◆ **The task**
Please output exactly the lines from the one that holds "left stretch of" through the final line of the data, and nothing else; leave out any pictures.

=-=-=

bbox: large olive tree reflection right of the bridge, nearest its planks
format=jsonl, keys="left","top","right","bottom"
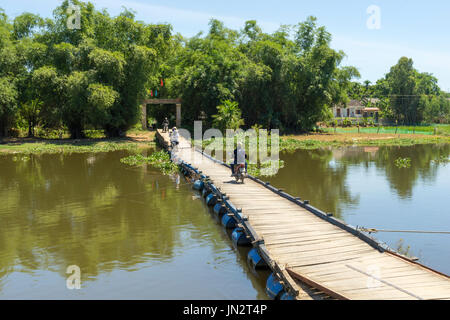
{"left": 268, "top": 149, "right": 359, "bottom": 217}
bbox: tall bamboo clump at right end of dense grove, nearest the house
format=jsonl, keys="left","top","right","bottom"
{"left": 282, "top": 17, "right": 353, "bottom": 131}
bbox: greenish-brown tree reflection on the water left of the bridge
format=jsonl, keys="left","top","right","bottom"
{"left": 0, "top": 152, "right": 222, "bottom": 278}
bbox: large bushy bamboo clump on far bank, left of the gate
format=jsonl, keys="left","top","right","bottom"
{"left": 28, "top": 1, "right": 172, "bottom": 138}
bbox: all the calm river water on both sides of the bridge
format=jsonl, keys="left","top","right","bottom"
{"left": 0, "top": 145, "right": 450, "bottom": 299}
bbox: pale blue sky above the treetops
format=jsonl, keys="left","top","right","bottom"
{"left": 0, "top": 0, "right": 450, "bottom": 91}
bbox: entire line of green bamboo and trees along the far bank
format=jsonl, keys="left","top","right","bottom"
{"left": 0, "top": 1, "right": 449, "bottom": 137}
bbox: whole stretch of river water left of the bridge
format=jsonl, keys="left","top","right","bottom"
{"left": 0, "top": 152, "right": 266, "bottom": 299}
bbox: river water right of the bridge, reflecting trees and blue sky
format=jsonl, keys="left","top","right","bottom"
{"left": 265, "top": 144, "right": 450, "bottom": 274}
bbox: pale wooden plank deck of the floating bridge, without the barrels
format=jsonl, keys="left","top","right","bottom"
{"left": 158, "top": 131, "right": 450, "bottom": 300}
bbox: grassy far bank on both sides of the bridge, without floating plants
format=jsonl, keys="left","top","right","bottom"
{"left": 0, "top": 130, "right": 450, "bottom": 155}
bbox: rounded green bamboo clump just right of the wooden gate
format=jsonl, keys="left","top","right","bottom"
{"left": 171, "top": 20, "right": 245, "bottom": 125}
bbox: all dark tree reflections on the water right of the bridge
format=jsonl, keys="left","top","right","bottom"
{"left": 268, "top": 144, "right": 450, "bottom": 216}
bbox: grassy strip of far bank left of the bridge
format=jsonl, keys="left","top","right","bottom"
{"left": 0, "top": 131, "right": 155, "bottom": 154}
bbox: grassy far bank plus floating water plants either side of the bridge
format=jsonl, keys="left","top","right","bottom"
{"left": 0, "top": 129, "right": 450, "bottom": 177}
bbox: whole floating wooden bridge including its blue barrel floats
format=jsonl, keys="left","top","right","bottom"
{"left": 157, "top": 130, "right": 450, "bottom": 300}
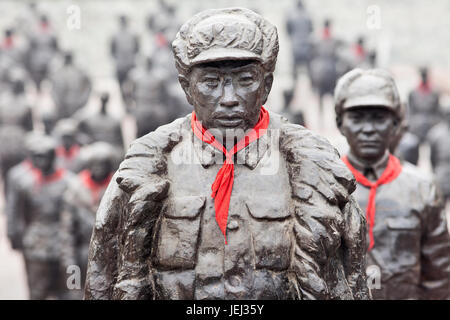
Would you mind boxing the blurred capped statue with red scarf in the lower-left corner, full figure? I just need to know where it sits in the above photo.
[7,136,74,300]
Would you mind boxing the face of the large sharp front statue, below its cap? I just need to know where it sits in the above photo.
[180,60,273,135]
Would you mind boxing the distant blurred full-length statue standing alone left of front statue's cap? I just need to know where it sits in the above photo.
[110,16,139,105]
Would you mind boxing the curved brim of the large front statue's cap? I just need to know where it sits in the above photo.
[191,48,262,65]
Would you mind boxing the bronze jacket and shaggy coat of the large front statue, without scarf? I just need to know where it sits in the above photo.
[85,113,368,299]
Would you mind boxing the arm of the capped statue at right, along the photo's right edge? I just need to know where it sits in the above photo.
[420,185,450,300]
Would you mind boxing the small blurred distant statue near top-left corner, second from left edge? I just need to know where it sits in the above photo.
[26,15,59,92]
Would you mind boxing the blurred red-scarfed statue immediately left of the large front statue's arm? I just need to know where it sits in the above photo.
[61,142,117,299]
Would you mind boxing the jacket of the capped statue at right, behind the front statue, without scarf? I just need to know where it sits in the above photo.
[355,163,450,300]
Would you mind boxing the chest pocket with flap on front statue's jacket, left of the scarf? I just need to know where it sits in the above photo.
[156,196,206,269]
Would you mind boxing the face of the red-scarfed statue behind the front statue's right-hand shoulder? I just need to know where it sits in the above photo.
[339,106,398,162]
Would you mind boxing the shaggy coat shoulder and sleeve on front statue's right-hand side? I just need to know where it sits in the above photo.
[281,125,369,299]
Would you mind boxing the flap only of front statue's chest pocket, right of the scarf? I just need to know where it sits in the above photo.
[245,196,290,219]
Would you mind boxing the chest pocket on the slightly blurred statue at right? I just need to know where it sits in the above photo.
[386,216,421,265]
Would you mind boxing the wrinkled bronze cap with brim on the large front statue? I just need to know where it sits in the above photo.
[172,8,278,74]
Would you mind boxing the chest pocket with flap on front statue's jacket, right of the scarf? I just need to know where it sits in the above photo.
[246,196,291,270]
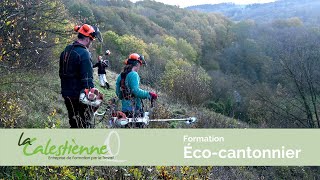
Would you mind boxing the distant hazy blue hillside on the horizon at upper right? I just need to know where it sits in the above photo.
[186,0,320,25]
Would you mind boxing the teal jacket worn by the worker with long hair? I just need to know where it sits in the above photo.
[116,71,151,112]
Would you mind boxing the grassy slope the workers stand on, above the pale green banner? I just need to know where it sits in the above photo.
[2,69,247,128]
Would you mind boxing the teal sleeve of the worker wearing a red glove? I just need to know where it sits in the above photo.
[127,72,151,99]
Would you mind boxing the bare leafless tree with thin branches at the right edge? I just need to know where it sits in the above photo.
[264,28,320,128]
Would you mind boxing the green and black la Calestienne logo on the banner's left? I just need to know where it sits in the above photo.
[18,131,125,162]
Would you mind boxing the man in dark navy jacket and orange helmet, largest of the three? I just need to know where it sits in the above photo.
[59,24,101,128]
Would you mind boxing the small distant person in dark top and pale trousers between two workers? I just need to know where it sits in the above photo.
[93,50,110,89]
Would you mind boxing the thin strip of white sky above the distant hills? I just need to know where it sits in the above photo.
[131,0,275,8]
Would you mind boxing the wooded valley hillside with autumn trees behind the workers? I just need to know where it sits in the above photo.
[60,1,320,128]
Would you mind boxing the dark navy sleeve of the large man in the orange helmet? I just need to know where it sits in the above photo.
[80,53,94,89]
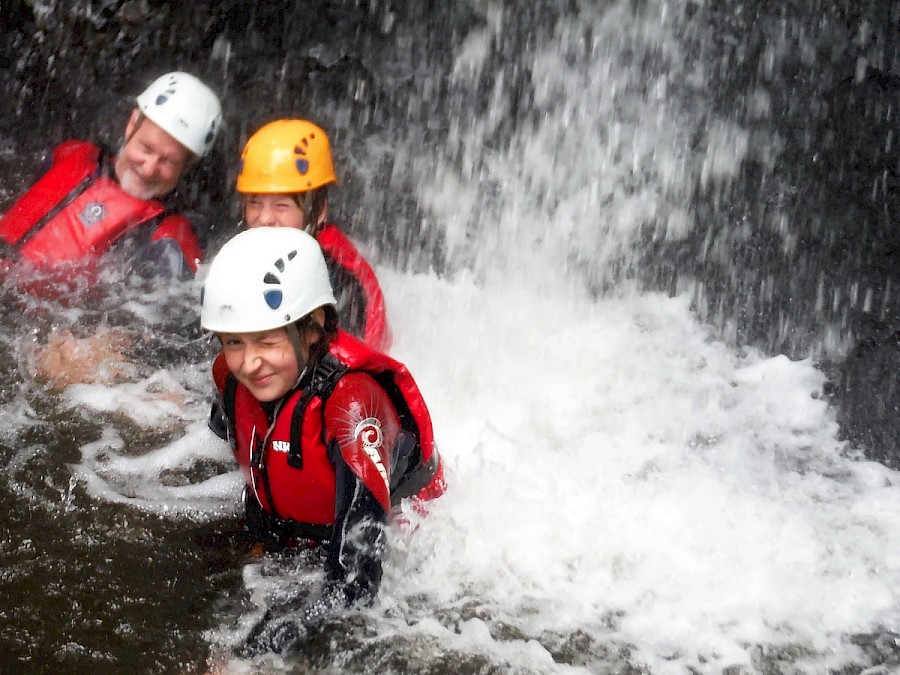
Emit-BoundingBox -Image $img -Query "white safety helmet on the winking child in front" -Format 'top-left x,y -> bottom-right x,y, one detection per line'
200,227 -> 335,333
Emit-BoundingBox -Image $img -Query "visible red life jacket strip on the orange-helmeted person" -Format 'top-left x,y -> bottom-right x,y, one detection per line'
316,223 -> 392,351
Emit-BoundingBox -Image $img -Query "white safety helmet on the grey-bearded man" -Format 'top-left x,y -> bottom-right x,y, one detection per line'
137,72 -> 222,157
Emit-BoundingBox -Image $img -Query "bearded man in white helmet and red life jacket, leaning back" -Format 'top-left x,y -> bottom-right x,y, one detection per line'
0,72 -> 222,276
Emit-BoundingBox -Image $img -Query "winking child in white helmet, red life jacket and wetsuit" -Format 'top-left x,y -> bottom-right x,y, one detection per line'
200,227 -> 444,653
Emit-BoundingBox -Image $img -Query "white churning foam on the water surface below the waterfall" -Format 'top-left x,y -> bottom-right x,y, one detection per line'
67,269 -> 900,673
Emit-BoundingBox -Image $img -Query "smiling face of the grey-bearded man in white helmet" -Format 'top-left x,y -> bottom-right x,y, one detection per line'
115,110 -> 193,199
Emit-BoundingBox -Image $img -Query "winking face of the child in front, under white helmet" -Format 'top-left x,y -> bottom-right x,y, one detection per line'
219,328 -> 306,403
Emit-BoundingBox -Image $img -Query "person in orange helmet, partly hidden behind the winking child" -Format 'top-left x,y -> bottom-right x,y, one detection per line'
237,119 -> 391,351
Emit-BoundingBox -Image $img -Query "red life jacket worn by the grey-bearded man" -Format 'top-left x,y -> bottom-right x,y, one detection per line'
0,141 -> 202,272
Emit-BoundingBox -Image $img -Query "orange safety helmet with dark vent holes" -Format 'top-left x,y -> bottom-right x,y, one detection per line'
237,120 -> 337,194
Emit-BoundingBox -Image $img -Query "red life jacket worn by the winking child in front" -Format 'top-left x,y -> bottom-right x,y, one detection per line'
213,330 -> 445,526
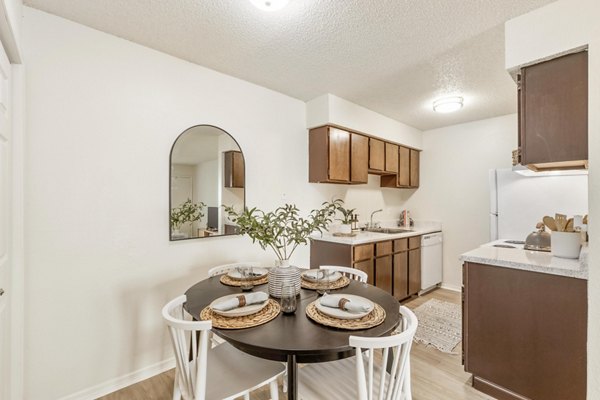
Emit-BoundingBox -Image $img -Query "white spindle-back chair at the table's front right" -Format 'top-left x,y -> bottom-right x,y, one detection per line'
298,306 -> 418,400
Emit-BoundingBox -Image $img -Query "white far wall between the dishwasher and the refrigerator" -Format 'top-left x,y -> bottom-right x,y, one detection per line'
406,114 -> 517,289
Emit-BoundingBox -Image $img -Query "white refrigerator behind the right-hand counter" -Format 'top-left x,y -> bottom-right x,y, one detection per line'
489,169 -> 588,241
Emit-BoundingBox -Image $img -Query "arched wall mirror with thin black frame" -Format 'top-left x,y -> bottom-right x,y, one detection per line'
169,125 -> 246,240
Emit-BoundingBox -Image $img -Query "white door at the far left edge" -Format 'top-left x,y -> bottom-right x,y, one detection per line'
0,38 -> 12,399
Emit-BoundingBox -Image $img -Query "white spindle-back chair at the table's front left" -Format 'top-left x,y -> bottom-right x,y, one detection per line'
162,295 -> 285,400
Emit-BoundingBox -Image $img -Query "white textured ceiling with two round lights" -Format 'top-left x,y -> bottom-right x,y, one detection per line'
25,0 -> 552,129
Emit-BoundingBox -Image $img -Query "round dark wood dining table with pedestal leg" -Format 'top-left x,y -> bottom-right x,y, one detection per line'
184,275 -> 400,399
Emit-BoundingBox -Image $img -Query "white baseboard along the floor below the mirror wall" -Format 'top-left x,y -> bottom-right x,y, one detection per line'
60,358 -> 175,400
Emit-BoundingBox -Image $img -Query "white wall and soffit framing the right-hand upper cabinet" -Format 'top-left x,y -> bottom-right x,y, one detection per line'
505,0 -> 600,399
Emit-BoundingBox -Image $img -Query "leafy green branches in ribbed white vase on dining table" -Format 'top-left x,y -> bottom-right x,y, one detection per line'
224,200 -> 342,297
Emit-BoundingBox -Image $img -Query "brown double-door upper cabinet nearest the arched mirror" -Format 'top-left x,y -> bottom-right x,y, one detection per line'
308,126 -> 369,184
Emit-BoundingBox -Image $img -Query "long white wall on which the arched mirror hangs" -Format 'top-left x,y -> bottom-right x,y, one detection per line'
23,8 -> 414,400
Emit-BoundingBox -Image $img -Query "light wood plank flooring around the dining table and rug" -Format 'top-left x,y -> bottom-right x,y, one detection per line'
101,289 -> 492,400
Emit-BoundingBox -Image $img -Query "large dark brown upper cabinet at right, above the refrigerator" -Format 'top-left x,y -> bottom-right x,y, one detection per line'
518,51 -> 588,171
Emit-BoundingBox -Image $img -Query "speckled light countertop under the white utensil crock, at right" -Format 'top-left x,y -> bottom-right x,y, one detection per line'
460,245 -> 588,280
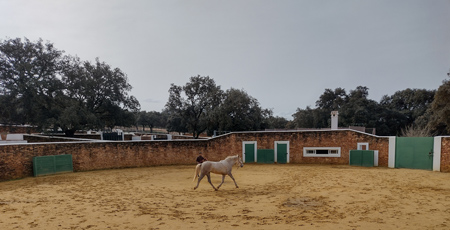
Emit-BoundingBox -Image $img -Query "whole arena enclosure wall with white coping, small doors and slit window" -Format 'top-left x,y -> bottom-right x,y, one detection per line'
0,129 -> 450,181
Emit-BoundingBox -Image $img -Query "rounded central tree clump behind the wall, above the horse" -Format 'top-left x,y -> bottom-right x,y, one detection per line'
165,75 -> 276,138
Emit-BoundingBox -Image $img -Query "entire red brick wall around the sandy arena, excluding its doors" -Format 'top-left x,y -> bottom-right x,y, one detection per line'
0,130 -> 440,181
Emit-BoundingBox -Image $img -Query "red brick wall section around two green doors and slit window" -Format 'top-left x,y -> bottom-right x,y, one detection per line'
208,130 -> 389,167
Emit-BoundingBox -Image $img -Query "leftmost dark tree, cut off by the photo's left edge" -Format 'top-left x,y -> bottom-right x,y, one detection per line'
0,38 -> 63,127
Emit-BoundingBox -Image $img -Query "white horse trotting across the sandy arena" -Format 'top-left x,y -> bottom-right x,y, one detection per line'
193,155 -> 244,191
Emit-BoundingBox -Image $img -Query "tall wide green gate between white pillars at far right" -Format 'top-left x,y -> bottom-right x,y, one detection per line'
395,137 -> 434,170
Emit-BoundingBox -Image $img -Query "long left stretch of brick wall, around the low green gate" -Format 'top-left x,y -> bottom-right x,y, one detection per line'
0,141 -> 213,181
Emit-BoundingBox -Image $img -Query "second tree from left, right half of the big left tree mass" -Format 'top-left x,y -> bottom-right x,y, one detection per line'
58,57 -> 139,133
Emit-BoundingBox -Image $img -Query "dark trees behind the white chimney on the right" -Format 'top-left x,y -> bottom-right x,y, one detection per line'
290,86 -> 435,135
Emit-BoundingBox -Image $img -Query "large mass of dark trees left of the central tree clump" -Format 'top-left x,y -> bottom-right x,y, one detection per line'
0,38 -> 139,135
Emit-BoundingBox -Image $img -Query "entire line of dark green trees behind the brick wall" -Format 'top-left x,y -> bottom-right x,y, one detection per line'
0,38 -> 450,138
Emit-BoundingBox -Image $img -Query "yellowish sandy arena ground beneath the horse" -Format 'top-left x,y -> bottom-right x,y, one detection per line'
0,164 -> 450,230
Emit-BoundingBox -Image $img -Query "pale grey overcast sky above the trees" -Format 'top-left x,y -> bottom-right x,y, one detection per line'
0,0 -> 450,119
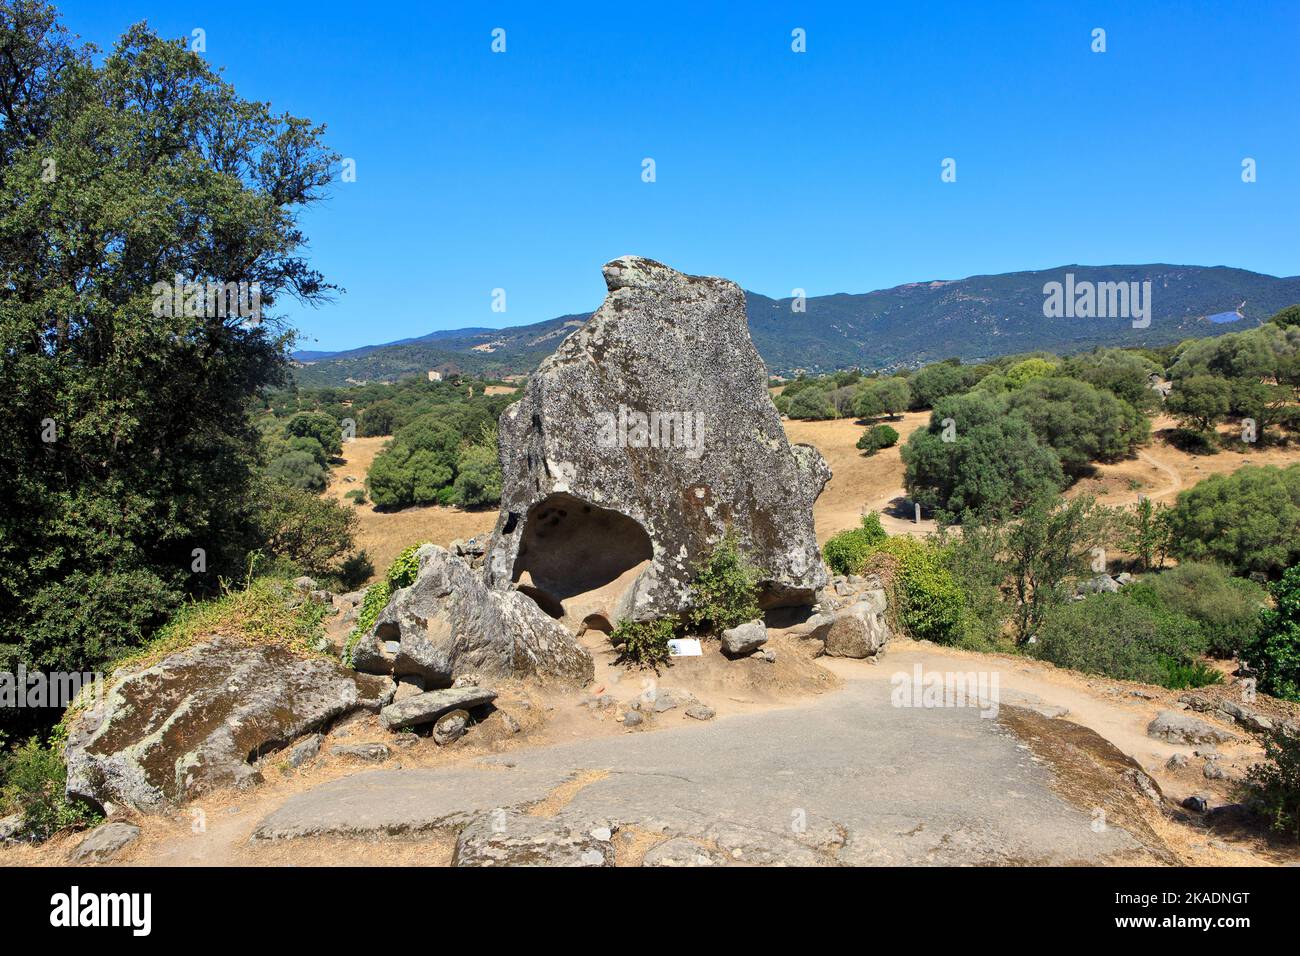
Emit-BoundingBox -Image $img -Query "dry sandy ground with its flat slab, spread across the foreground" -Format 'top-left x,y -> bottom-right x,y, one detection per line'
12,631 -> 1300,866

=-=-=

◆ **Solution below**
Emit-BoundingBox -Image $img -Query "long left stretch of brick wall, around the low green gate" -Format 'top-left x,y -> bottom-right x,y, one detection per line'
0,141 -> 213,181
Emit-BoundingBox -Image $img -Query "second tree from left, right half of the big left tree mass" -Format 'top-left x,y -> bottom-right x,y, one detection per line'
58,57 -> 139,133
Emit-BoundingBox -Image $img -Query "dark trees behind the white chimney on the right" -Format 'top-left x,y -> bottom-right x,y, one detection per line'
290,86 -> 435,135
Emit-BoundingBox -Image $img -Query "large mass of dark trees left of the central tree clump" -Format 'top-left x,y -> bottom-right x,y, one detection per line'
0,38 -> 139,135
Emit-BoundingBox -Image $img -Query "entire line of dark green trees behind the brick wall" -Format 'top-left x,y -> bottom-right x,y, one detection per line'
0,38 -> 450,138
Emit-BoundingBox -Image $img -Query "yellowish sandy arena ground beneath the horse" -Format 'top-left x,y -> bottom-right x,y, one detection per line'
0,164 -> 450,230
Emit-BoundingBox -Image $img -Query "pale grey overcast sky above the trees" -Format 'top-left x,y -> bottom-right x,y, one detection per line'
0,0 -> 450,119
Emit-BoundingBox -Image $img -Query "dry sandy ground with its flat slab, spread across the foreground" -Format 'top-left x,y -> bottom-right x,y, one detection per line'
12,631 -> 1300,866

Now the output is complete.